** INFORMATION GIVEN follows **

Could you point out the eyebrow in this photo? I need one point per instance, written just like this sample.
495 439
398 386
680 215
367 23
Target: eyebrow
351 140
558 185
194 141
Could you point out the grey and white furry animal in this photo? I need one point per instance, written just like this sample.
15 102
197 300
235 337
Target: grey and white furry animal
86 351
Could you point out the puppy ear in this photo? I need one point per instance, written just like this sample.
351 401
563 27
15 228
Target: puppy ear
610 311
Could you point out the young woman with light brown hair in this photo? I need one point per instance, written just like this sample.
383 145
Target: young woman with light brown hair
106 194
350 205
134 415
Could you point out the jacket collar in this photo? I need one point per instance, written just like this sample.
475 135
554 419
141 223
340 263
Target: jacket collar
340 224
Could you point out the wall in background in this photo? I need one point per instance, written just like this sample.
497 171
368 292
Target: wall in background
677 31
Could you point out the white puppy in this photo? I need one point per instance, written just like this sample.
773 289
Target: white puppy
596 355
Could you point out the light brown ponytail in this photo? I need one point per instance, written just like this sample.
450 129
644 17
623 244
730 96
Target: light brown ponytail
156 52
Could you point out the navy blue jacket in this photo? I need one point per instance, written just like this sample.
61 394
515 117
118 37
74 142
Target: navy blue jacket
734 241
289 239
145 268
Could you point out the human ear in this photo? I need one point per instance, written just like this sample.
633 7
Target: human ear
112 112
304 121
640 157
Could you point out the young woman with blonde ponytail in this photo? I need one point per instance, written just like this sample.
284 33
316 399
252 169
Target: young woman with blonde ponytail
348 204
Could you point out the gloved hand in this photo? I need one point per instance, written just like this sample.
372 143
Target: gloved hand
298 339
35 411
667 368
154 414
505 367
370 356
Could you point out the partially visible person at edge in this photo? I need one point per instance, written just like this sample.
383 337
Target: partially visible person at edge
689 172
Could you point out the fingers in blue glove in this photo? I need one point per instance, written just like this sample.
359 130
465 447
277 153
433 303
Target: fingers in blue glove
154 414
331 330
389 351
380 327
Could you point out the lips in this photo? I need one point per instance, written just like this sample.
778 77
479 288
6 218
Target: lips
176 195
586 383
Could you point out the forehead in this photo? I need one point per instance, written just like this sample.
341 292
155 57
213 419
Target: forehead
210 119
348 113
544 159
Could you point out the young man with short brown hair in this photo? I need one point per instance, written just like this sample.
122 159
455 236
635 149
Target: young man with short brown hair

** End of INFORMATION GIVEN **

▶ **YOUR GOAL**
Write each entry out again. Do not change a word.

▶ **SOLUTION**
Could you point out the eyebrow in this photo? I need one point per instance, written just like this sample.
495 439
398 386
680 215
367 23
Target: eyebrow
351 140
558 185
194 141
Could you point out the grey and white furry animal in this photo? I need one point per instance, written just like this sample.
15 102
197 300
235 337
Target: grey and white furry animal
86 351
Could you point out the puppy ear in this photo? I need one point per instance, written just like this sample.
351 401
563 27
15 228
Target: puppy ear
610 311
Could you point out the young woman with light brown hair in this photo? I need one point per instance, written just like this sample.
383 145
Target: young woman with light brown hair
106 194
350 205
134 415
Could you point out the jacket collar in this photo? I need one point per instance, written just like this sample.
475 135
554 419
141 223
340 263
Target: jacket collar
340 224
Could you point out the wall in background in this photo? I need one point per instance, written just like this sample.
497 171
368 292
Target: wall in background
677 31
Could you point out the white puppy in this photo? I need one point per instance, written just like this sample.
773 289
Target: white puppy
596 355
Could you point out the light brown ponytail in this photo? I need one point per instance, written just like this sample.
450 129
644 17
623 244
730 96
Target: light brown ponytail
156 52
Could you point out the navy blue jacket in this photo? I need one point per instance, written just like this sample.
61 394
515 117
118 37
74 142
Target: navy blue jacket
734 241
289 239
145 268
Could you point out the human ear in this photo? I need one point per instance, written just like this sample.
633 7
Target: human ear
112 112
304 121
640 157
Could you point out the young woman with blonde ponytail in this photo? I need one point per instance, written just like this sample.
284 33
316 399
252 169
Target: young woman with blonde ponytail
348 204
Could you point out the gloved hand in this photo? I need one point per instance, written just like this sample.
372 143
Target: gloved hand
298 339
35 411
667 368
154 414
505 367
370 356
Could you point out the partially visible person at edge in this photo? I need one point per instance, written just like this sample.
383 337
Target: partially visible person at edge
689 172
Could you point out the fingers in blue glove in this photo? I need one point per instance, written just like this sample.
359 130
465 447
277 153
433 303
Target: fingers in blue glove
154 414
331 330
389 351
380 327
Could you point out the lips in this photo? I need one point per instance, written just like this sample.
778 77
479 288
6 218
Target: lips
176 195
586 383
Could you point out the forehead in this photo? I need one point per instance, written just like this sample.
341 292
155 57
213 419
Target: forehead
210 119
348 113
544 159
Could you point out the young man with short brown hair in this photo? I need one point per instance, written just like this sample.
122 159
455 236
635 149
Target: young man with short brown hair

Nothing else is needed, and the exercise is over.